● Aim of the exercise: The lines to extract start at the one containing "the white basketball" and end with the last line; give them exactly and nothing more.

● Point placement records:

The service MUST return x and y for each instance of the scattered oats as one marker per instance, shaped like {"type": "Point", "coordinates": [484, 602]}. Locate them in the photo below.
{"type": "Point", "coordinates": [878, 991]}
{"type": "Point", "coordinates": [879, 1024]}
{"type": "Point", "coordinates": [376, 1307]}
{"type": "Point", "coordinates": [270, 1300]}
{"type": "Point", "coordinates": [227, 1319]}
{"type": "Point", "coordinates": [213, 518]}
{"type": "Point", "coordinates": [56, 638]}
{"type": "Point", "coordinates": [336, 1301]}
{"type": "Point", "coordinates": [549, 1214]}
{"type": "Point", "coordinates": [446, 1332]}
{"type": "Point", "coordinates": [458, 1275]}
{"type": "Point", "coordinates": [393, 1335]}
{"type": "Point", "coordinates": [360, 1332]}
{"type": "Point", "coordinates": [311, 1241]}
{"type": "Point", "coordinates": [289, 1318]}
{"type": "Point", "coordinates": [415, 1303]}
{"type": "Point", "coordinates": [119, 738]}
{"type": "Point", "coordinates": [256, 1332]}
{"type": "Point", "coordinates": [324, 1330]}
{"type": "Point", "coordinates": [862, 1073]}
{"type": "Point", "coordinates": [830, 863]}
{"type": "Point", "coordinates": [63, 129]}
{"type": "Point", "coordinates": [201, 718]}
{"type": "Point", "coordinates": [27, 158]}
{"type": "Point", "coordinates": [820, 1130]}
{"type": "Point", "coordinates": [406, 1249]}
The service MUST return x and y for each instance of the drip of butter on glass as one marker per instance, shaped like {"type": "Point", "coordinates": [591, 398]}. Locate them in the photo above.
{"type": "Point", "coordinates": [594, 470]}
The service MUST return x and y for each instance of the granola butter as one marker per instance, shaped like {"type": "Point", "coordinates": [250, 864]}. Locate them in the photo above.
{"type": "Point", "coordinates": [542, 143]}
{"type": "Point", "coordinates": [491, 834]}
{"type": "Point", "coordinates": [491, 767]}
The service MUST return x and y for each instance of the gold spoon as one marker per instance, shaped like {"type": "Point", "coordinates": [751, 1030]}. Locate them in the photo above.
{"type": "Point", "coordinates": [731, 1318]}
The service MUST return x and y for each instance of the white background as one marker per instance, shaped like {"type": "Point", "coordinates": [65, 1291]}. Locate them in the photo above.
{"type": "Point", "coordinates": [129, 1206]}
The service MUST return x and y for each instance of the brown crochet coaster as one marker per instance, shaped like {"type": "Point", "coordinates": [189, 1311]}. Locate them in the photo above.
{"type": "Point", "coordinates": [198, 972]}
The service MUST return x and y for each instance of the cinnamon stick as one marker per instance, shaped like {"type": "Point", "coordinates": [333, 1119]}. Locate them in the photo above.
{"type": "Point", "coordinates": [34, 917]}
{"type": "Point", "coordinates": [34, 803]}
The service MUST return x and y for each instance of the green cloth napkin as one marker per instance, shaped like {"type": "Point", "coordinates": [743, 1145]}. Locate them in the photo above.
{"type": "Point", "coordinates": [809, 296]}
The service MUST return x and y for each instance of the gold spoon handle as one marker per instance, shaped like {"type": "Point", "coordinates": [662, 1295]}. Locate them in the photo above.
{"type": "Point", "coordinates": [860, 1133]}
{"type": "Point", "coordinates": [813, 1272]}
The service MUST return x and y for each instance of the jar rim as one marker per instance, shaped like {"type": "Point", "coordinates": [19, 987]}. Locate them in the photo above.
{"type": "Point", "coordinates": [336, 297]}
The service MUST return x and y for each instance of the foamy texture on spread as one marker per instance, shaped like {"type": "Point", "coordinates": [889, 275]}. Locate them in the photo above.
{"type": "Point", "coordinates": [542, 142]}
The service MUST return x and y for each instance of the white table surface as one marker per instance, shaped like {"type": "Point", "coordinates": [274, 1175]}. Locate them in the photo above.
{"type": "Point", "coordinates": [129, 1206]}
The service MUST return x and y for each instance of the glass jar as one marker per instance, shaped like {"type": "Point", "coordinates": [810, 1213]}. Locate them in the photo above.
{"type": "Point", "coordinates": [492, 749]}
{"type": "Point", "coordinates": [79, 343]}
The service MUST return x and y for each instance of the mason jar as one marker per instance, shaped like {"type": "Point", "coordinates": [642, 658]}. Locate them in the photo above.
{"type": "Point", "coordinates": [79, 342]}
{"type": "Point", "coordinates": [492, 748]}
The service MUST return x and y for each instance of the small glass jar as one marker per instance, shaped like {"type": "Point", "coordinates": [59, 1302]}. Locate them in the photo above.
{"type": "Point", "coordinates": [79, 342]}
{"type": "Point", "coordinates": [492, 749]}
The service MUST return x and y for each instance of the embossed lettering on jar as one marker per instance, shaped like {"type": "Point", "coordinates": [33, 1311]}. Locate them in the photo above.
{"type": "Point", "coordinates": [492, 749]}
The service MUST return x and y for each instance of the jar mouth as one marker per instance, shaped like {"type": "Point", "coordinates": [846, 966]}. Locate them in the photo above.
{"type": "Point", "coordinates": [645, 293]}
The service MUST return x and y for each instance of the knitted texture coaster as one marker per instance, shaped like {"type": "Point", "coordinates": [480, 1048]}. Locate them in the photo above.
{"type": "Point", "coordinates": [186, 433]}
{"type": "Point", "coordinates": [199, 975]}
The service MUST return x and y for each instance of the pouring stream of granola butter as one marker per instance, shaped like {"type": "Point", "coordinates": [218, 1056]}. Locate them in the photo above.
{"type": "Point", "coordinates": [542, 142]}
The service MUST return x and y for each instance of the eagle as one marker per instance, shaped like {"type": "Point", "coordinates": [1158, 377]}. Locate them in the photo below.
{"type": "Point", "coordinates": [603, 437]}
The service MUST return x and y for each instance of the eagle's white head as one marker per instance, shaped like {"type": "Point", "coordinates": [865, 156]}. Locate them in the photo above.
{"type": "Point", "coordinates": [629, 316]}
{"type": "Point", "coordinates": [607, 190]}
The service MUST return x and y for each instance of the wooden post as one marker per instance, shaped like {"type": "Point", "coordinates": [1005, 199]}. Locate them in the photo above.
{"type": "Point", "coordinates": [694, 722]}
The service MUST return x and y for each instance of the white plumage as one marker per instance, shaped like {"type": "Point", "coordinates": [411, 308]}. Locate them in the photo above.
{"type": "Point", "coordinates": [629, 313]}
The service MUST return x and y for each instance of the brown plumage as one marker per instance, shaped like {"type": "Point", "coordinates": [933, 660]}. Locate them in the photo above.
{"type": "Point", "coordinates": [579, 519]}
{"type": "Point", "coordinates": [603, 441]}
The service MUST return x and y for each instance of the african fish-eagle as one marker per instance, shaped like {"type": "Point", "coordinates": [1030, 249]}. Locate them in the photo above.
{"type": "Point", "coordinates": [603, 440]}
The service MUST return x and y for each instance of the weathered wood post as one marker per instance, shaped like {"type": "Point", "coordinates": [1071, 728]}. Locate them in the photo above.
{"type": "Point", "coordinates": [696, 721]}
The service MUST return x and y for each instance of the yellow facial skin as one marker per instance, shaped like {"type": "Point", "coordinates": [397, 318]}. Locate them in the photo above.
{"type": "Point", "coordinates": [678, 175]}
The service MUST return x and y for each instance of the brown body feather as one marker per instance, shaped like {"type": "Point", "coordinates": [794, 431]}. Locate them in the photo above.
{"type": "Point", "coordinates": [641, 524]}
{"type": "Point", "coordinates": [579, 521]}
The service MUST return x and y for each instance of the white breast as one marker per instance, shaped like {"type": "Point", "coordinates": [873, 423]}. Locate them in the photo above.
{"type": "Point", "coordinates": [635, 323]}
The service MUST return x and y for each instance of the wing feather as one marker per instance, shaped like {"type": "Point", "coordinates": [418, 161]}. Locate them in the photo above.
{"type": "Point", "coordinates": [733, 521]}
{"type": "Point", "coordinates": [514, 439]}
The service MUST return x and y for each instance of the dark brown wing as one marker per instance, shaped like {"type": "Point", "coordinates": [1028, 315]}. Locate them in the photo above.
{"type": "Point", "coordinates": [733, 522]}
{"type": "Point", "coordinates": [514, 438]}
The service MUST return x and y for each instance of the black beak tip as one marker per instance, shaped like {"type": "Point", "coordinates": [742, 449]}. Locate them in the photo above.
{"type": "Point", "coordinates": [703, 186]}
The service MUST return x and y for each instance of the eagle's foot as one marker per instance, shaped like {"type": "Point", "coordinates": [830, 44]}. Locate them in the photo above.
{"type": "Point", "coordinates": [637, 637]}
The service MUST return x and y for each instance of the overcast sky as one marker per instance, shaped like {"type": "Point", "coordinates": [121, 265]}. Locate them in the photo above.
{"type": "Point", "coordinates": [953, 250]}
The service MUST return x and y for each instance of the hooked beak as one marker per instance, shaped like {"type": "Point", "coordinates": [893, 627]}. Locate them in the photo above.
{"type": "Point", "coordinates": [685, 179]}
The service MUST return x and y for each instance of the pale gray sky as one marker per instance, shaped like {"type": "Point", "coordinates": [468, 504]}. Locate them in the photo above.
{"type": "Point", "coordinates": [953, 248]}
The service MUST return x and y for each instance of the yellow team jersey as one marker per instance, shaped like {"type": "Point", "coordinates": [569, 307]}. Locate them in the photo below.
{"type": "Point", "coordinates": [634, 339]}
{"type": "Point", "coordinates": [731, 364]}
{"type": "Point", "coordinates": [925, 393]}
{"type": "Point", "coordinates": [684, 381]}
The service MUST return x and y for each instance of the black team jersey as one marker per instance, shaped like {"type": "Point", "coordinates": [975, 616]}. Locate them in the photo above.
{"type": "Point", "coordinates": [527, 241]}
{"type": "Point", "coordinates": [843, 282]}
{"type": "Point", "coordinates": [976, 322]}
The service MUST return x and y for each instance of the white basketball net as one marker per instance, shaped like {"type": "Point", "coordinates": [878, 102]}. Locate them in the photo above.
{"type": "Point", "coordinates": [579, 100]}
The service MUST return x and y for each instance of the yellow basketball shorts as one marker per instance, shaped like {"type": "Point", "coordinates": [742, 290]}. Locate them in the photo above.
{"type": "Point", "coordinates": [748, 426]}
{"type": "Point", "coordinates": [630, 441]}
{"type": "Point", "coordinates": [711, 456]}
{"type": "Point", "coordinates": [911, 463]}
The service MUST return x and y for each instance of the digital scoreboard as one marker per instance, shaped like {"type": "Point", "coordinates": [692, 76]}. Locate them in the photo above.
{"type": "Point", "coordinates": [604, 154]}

● Expected answer:
The service MUST return x and y for each instance of the white basketball net as one marker per instance, shaped like {"type": "Point", "coordinates": [878, 102]}. Locate them in the photo above.
{"type": "Point", "coordinates": [579, 100]}
The service MUST return x and y for each instance of the yellow basketball shorts as one marker per instance, shaped like {"type": "Point", "coordinates": [742, 290]}. Locate them in the photo above.
{"type": "Point", "coordinates": [748, 426]}
{"type": "Point", "coordinates": [630, 441]}
{"type": "Point", "coordinates": [711, 456]}
{"type": "Point", "coordinates": [911, 463]}
The service MUST return x and y for each instance of the digital scoreboard as one marker per instance, shaped like {"type": "Point", "coordinates": [692, 76]}. Locate them in the photo above.
{"type": "Point", "coordinates": [604, 154]}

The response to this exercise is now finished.